YOUR ASSIGNMENT: Would you please repeat the data exactly as given?

SOURCE DATA:
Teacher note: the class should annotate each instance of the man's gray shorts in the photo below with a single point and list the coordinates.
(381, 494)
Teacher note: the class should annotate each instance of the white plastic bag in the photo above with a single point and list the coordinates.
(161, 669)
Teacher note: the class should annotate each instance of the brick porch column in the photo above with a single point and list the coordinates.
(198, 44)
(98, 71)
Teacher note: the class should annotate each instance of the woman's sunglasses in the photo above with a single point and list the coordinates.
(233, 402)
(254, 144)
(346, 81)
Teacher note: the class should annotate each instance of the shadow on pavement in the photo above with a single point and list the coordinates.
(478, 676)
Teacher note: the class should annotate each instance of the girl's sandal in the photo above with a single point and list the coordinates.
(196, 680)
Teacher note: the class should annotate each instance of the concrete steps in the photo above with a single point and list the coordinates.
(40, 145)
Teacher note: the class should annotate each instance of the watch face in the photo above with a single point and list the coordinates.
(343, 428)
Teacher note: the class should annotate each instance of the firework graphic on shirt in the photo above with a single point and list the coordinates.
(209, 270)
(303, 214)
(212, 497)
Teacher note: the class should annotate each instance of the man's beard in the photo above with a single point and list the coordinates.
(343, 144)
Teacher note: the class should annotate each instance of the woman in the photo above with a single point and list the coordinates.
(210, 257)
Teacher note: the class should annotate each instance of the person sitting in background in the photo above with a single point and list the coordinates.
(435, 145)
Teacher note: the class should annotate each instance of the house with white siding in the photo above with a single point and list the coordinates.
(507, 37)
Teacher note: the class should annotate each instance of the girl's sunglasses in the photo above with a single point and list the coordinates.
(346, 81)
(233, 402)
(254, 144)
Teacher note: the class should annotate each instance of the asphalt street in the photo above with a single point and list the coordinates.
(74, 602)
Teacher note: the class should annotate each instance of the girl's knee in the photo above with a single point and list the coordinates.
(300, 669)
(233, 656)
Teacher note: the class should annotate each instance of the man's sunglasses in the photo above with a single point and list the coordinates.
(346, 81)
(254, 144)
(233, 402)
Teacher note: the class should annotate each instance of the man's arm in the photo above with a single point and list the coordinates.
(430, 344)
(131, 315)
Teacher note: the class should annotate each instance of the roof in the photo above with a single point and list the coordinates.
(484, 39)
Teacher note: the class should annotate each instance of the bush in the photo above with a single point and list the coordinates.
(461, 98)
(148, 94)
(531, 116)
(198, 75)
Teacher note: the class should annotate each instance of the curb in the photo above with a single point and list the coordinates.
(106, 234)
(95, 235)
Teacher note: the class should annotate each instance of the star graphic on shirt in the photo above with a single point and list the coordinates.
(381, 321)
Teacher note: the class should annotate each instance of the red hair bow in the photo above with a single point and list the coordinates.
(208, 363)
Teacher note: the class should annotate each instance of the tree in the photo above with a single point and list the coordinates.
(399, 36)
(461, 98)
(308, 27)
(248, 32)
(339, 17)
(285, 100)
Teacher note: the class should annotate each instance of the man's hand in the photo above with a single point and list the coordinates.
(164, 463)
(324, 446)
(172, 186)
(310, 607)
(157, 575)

ANSWER TO THIS TASK:
Teacher note: the class should annotate each instance of the man's gray shorts in the photo below with a single point and list the coordinates.
(381, 494)
Teacher note: the class should annotate each instance of the white plastic bag in the photo above with a single point and list the coordinates.
(161, 669)
Teacher note: the class should annotate each instance of the brick porch column in the photo above with a single point and list the coordinates.
(198, 44)
(98, 71)
Teacher note: the class should annotate each instance of the woman's sunglasses in the photo above with a single point and list the coordinates.
(233, 402)
(254, 144)
(346, 81)
Teacher note: the class should annotate each instance of the shadow on pavement in the photo above with a single point and list the coordinates.
(478, 676)
Teacher note: the class should annotate each instance of the girl's sandal in the photo above with a single point and list the coordinates.
(196, 680)
Teacher note: the class should annotate each instance of the concrete steps in the photo above with a single point and list the coordinates.
(40, 145)
Teacher note: the class should annotate each instance of the watch face in the photo above with a single point and list the coordinates.
(343, 428)
Teacher note: the class should annotate each instance of the firework graphic on shirt in the photo above with a single point and list the coordinates.
(209, 270)
(303, 214)
(212, 497)
Teacher note: the class should annotate each instance of the man's beard in the photo above with a single point and list the coordinates.
(343, 144)
Teacher note: the class should annotate each instance of the woman in the photo above with a single point and list the coordinates.
(210, 257)
Teacher note: the class should annotate each instance of the person sitting in background in the photo above with a single point and list the coordinates.
(435, 145)
Teacher note: the class should annotate each instance of the house with white siding in the photo above with a single point and list the coordinates.
(507, 37)
Teacher note: the class should annotate each instance of the girl's sunglasses in the photo above with a single point and list the coordinates.
(346, 81)
(233, 402)
(254, 144)
Teacher note: the class should annotate each instance of the asphalt street in the photo above with a single point and list the coordinates.
(74, 602)
Teacher note: the class should annotate each instance of the girl's knee in the photo above with a single point and list the coordinates.
(300, 669)
(233, 656)
Teacher note: the class should annotate each instance of the man's sunglasses in the photo above with a single point and list the coordinates.
(346, 81)
(254, 144)
(233, 402)
Teacher note: the class should annotate each instance of the man's arm in the photo above with a single point and list the coordinates.
(430, 344)
(131, 315)
Teacher note: the class should annotate each instance of the roof in the photo above with a single point and list the coordinates.
(484, 39)
Teacher note: the class should annotate each instance of the bush in the photo above with a single point and list the coordinates.
(461, 98)
(148, 94)
(531, 116)
(198, 75)
Teacher note: the class should annotate each instance of the curb in the photo above with a single point and list the coordinates.
(106, 234)
(95, 235)
Teacher note: the class should annotate each instance of the star graphic on shirt in the photo above with a single point and list the coordinates.
(381, 321)
Teacher note: the class should annotate each instance of the red hair bow in the photo above with a single point and list the coordinates.
(208, 363)
Teacher note: the class should annotate each instance of the tree in the photo above with a single point and list the coordinates.
(399, 36)
(461, 98)
(308, 27)
(248, 32)
(339, 17)
(285, 100)
Teacher note: the class should annotate each instance of the man's hand in the photo above with a single point and list the coordinates.
(164, 463)
(324, 446)
(172, 186)
(310, 607)
(157, 575)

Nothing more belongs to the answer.